Tuesday, October 8, 2013

The Death of Battleships.

Yamato under construction.  
I think this is a story worth telling because I often find that people are unaware that battleships are obsolete (meaning they're basically useless for navies around the world in the event of war).  Yep, it's true.  With very few exceptions, they've been obsolete round the world since since World War II.  The reason for this goes back to the story of this bad boy seen in the picture below, Battleship Yamato.  

Whoa, and was it ever a bad boy.  Yamato was the largest battleship ever built, the pride of the Imperial Japanese Navy.  It was originally designed to be an aircraft carrier and was actually BIGGER than the aircraft carrier in the United States Navy at the time.  To give you a picture of just how big it was... the largest U.S. Battleships ever built displaced 45,000 tons (roughly the size of the Titanic of sinking and Hollywood fame).  The Yamato displaced 73,000 tons.  It's guns were bigger and better than anything else in naval history before or since.  They were 18.1 inches and capable of shooting shells that were the equivalent of explosive Volkswagon Beetles at targets 30 miles away!

Yamato undergoing sea trials.
On top of that, Yamato, at the time of its death, had over 160 anti-aircraft guns.  AA guns (as we shall affectionately call them) were needed on ships in WWII because pesky airplanes were taking off from aircraft carriers and causing all sorts of trouble.  However, there had never really been a battle, a serious battle, to prove whether or not carrier-borne aircraft were indeed superior to battleships or not.  
If any battleship could prove or disprove the superiority of battleships when it came to a fight between battleships and aircraft carriers, it was going to be Yamato.  To begin with, remember that she had 160 guns that were meant to kill planes!  What I didn't yet say was that she also had huge shells that went into her 18.1 inch guns that were the equivalent of BUCKSHOT.  (Such ingenuity was typical of the Imperial Japanese warfare btw).  Yessir, dem big guns would aim upward and farr a sprayd of hellfire at doze incomin' planes - jest lik an ol' fashund turkey shoot!  

Yamato exploding.  Note the size of the ships to the left.
So... the real test for Yamato, and really all battleships, came when 280+ U.S. planes came to attack the biggest, baddest mamma-jamma that ever sailed the seven seas.

 It was basically no contest.  Yamato and her crew fought back valiantly, but she got toasted with loads of torpedos and bombs (at least 15 of them!) 
Losses for the U.S., however, were minimal, and afterwards the battleship was considered obsolete by navies worldwide.

What is expected:
According to the post on the death of battleships, why have battleships been considered obsolete since World War II?

Records shown:

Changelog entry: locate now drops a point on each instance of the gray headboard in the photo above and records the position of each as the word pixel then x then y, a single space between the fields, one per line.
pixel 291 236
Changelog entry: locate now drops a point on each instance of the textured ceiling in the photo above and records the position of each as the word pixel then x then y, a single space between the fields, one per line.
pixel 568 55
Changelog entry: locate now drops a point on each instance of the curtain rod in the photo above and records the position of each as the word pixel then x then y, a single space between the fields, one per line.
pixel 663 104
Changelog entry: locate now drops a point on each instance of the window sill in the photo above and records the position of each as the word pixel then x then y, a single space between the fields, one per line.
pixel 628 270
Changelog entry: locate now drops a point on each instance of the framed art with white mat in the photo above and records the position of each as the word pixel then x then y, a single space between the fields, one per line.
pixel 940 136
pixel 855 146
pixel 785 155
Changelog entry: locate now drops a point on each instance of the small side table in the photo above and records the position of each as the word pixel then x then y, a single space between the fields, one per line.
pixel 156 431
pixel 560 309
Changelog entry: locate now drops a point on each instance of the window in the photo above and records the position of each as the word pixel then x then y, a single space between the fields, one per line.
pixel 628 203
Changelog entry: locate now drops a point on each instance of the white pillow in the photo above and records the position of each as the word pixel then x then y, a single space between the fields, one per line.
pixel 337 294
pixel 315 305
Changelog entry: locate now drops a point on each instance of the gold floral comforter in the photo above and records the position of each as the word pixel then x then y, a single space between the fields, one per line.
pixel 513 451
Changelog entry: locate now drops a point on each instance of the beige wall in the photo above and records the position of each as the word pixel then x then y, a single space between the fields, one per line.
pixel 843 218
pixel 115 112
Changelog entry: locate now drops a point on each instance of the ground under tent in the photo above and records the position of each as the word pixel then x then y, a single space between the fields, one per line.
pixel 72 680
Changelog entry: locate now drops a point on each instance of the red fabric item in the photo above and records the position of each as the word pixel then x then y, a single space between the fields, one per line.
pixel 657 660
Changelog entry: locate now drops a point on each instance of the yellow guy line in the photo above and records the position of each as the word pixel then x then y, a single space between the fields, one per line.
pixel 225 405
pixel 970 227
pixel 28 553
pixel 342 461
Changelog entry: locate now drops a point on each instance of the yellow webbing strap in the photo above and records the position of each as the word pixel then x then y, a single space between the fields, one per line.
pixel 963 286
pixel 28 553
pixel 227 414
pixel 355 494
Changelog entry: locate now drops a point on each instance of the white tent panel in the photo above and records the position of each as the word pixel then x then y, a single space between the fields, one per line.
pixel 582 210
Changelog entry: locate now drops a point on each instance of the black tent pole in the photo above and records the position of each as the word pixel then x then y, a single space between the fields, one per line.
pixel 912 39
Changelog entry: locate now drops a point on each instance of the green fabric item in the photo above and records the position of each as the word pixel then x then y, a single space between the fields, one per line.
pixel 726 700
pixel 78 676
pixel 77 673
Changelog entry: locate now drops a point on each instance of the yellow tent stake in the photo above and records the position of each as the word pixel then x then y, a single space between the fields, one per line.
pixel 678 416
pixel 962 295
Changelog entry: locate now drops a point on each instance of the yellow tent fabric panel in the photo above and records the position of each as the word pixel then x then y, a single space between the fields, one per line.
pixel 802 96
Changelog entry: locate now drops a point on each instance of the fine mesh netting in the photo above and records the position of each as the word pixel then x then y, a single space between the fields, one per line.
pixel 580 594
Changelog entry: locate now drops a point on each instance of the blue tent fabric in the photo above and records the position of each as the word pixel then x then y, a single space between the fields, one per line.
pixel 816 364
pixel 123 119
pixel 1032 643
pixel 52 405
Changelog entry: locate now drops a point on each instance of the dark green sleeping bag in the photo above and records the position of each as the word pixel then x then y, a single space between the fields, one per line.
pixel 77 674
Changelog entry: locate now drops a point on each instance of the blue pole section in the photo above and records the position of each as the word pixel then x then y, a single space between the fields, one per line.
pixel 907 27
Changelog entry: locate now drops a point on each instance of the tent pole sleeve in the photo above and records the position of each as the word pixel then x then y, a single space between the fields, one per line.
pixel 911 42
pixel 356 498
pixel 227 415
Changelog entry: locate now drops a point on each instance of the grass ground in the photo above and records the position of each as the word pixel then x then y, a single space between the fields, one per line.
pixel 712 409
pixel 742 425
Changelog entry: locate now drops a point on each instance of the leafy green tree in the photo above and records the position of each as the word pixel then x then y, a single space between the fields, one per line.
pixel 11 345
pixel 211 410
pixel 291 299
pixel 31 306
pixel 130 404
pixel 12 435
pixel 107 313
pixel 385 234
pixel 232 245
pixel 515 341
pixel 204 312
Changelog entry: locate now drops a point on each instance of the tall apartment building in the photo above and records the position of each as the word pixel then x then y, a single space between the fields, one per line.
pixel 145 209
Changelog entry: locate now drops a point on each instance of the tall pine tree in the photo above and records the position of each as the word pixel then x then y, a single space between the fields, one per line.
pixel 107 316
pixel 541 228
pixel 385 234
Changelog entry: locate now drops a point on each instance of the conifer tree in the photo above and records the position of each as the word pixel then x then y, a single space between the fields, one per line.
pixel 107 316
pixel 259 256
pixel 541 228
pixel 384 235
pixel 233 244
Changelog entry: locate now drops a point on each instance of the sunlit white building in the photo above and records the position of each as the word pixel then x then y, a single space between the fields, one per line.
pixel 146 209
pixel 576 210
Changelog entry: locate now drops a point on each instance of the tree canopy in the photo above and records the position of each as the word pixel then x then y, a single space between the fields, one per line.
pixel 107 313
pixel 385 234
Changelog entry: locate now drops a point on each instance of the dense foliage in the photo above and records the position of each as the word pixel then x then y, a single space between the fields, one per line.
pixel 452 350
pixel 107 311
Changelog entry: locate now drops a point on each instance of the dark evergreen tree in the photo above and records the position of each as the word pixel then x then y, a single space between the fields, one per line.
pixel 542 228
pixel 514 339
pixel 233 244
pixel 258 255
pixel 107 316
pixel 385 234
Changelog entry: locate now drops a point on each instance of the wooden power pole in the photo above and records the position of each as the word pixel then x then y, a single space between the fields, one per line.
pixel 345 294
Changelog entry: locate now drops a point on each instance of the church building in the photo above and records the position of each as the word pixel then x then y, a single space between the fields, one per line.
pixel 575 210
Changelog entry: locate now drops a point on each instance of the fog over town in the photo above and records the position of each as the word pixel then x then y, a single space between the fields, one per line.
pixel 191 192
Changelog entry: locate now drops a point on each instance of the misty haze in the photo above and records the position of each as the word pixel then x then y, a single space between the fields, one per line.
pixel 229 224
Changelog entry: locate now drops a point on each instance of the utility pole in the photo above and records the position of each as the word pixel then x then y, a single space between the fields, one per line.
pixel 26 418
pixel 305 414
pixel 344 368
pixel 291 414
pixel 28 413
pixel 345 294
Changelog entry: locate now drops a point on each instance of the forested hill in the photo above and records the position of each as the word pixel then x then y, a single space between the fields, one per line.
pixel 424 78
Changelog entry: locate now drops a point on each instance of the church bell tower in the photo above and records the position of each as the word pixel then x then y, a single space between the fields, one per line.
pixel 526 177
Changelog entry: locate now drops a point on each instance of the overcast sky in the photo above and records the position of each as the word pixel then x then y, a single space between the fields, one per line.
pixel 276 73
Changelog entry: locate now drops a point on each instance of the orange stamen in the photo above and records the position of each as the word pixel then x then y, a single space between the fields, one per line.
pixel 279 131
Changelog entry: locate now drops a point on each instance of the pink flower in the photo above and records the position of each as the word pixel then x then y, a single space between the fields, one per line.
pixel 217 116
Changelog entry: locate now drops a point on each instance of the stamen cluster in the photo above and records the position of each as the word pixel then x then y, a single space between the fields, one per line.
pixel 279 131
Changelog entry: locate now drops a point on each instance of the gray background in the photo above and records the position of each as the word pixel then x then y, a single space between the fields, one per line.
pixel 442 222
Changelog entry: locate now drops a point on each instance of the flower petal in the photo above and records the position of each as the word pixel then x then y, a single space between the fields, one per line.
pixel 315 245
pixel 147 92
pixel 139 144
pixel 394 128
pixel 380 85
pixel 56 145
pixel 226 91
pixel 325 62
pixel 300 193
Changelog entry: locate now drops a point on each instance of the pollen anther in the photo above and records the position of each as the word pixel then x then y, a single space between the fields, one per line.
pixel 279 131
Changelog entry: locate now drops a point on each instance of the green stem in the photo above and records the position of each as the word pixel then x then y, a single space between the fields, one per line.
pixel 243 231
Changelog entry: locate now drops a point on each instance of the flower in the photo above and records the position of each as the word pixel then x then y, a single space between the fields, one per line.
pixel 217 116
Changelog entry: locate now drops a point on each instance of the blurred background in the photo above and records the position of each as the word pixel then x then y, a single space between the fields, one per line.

Exercise result:
More than 280 U.S. planes attacked Yamato, the largest battleship ever built, which carried over 160 anti-aircraft guns and shotgun-like shells for its 18.1-inch guns. The battleship was sunk by at least 15 torpedoes and bombs in what was basically no contest, while U.S. losses were minimal. After that, navies worldwide considered the battleship obsolete.